Return every record below exactly as written, omitting any pictures.

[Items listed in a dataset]
|---|

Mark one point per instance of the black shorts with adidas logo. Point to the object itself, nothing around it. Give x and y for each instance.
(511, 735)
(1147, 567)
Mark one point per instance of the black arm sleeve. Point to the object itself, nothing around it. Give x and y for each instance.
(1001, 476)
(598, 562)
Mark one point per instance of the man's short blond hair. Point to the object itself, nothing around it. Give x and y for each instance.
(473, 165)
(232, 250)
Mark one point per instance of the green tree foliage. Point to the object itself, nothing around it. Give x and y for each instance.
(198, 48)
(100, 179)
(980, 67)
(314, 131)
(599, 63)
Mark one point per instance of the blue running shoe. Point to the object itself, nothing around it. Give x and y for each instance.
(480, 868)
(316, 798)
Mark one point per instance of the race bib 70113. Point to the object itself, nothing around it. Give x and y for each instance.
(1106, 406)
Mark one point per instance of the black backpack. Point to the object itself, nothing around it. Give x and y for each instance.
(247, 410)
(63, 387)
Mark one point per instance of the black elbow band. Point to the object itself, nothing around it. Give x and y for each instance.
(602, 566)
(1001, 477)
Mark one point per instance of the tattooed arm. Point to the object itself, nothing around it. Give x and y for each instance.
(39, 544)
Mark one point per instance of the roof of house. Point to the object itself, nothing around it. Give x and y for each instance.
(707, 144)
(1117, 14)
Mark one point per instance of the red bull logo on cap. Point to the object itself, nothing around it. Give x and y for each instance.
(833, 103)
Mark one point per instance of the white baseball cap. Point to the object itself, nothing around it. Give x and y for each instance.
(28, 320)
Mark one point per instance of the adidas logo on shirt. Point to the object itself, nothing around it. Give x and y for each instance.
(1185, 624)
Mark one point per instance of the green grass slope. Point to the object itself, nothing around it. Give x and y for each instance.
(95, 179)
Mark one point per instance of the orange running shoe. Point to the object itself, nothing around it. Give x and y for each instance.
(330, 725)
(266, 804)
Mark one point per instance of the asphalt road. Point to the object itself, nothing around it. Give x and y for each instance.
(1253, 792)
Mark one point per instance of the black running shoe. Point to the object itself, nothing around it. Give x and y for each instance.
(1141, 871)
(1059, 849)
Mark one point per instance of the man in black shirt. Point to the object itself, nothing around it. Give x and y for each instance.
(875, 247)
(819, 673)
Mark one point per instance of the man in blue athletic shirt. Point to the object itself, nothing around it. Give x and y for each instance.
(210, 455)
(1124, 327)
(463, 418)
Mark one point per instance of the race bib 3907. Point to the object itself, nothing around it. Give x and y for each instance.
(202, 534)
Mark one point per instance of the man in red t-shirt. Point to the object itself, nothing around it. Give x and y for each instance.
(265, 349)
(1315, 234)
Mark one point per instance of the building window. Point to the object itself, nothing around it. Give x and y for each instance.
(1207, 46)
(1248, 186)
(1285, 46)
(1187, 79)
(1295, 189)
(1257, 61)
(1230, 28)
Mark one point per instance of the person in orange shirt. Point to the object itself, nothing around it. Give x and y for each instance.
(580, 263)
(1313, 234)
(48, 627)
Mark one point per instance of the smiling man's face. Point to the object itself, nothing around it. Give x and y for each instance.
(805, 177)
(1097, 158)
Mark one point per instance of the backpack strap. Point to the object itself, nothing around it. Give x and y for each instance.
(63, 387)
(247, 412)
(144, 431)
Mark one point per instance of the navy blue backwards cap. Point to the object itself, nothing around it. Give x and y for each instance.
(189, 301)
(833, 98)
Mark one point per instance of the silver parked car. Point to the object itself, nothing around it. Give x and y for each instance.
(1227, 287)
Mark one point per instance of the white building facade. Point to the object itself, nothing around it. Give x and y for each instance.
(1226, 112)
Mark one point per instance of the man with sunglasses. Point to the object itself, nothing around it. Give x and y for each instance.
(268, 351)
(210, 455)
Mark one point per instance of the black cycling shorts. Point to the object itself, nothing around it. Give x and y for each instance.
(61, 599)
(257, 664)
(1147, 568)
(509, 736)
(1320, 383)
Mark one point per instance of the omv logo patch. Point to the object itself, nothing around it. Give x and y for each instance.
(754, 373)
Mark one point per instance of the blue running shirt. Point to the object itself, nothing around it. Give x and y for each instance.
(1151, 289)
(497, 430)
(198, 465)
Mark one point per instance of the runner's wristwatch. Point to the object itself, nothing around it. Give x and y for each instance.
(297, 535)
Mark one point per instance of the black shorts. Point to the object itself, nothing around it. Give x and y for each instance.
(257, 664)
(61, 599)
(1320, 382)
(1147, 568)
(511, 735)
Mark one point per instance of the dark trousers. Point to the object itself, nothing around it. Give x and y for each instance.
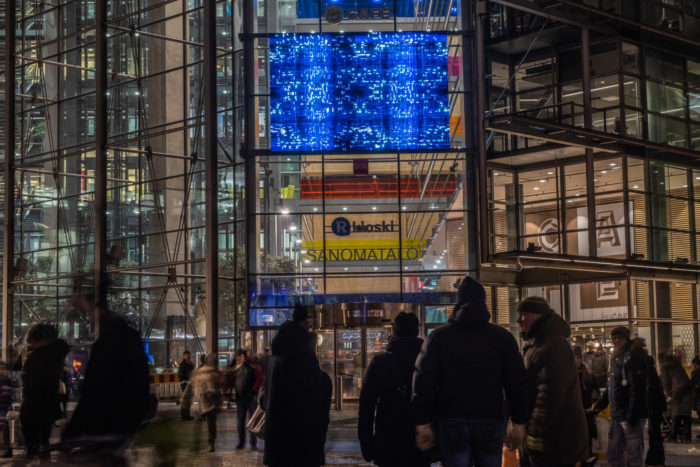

|---|

Response area ▸
Mark one point per instance of the black shorts with adidas logo. Point to the object itself, nothing around it. Give x and y for each instance.
(511, 735)
(1147, 567)
Mark one point per instance of the black arm sleeve. Point to the object itself, nothing around it. Give x and y for each instance.
(1001, 476)
(598, 562)
Mark one point per instance of the man's short blond hair. Point to the object itself, nothing around it. Give x and y for each instance.
(473, 165)
(232, 250)
Mark one point per instance of the green tree foliage. Point to the object itself, nothing around it. Give x and y for each instance.
(198, 48)
(100, 179)
(980, 67)
(314, 131)
(599, 63)
Mark one point per instance of the blue running shoe. Point to the object itself, nothing around it. Give x and y for each instance.
(480, 868)
(316, 798)
Mark one point per instance of the race bib 70113. Point to the object itself, nothing around it. Give x and y for each instance.
(1106, 406)
Mark one point per instance of the black backpack. Point to the object itself, nothing around it. Give x and y for each instance.
(247, 410)
(63, 387)
Mark one point per instance of the black elbow band. Point to the object itself, nothing around it. Give x and y for each instance.
(602, 566)
(1001, 477)
Mark one point per instance of the tattooed arm. Point to the object itself, nothing around it. Give x and y for each instance.
(39, 544)
Mark one point per instance of the roof of house. Point to the object itself, nothing around it. Give x and y for each instance.
(707, 144)
(1117, 14)
Mark one point per instance of the red bull logo on cap. Point to the object itself, nothing around it. Give x and y for each instance.
(833, 103)
Mark one point per instance of the white baseball cap. Point to the object itself, nothing around it. Give x and y for each instance.
(28, 320)
Mark one point per instance of the adidas logo on shirt. Point to the object itself, nothing around it. Give x and y for each instance.
(1185, 624)
Mark one point per instance of the green grass slope. Point to the object itself, nothing around it. Give x and y for each instance.
(95, 179)
Mark one point per instance of the orange running shoe. Point to the object itself, nothing around it. Give x and y for each instance.
(330, 725)
(266, 804)
Mark one point per instance of the asphalt road. Point to the object itself, nothing around it. Give x and y for each instance.
(1253, 792)
Mark one point per instance of the black running shoe. Point to the object itself, nothing around it. Give x and y for each instance.
(1141, 871)
(1059, 849)
Mark one point per instance of the man in black shirt. Point to the object itself, nothing around it. Give x and y for each instance.
(875, 247)
(819, 673)
Mark one point per instance of the man in blue athletic shirt. Point to the object itself, nothing around it. Give x and y for each instance.
(210, 455)
(1124, 327)
(463, 418)
Mark one point per instance of the race bib 3907. Point to the object itself, nothing around it. Give x and y for each instance.
(202, 534)
Mark one point per instance of the man in red t-shirt. Point to the object itself, nothing around it. Give x and y for each instance.
(265, 349)
(1315, 234)
Mark one point per instance of the building window. Point to the object itself, nothing around it. Give x and y for each instance.
(1207, 46)
(1248, 186)
(1285, 46)
(1187, 79)
(1295, 189)
(1257, 61)
(1230, 28)
Mark one point per instance of the person in orange shirt. Point to the object itself, nothing around it. Give x and y for each instance.
(580, 263)
(1313, 234)
(48, 627)
Mark one point per instance of the smiling man's face. Point to the object itself, nothing around it. Give x and y for each instance.
(805, 177)
(1097, 158)
Mark one point per instance of the backpack strap. Point to the object itself, nothing around it. Give x and y for each instance.
(63, 387)
(247, 412)
(144, 431)
Mark one point per instance of the navy blue backwards cap. Point to the object itself, nothing around it. Give x and y for each instance.
(189, 301)
(833, 98)
Mark one point per instance of the silver parked car. Point to the object itself, nothing around it. Give x and y for each instance.
(1227, 287)
Mark one point per instance of the white building facade. Point to the object itself, nothing around it. Give x and y for each instance.
(1226, 112)
Mark one point per instance of the man with sunglasses. Point to the object itself, nothing around it. Give x and y for each instance.
(268, 351)
(210, 455)
Mark one point per instance of the black cycling shorts. Point to the object itself, nothing around it. Give x and y for each instance.
(61, 599)
(257, 664)
(1147, 568)
(509, 736)
(1320, 383)
Mark one point per instance of the omv logo patch. Point to the object itself, nothing around it. Give x and y for each instance.
(754, 373)
Mark one point per instance of the blue running shirt. Point to the object itself, nothing around it. Give x and y for each instance.
(1151, 289)
(497, 430)
(198, 465)
Mark one point per instance of the runner's wristwatch. Point to the object itself, nothing around it. Give x and y for each instance.
(297, 535)
Mark one point per instance of the black shorts. Point to the object itself, nothing around it. Give x and y for each instance.
(257, 664)
(61, 599)
(1320, 382)
(1147, 568)
(511, 735)
Mark one point per instance of the dark trousers. Point to the object itself, nothing around it. Give x and y for each instance.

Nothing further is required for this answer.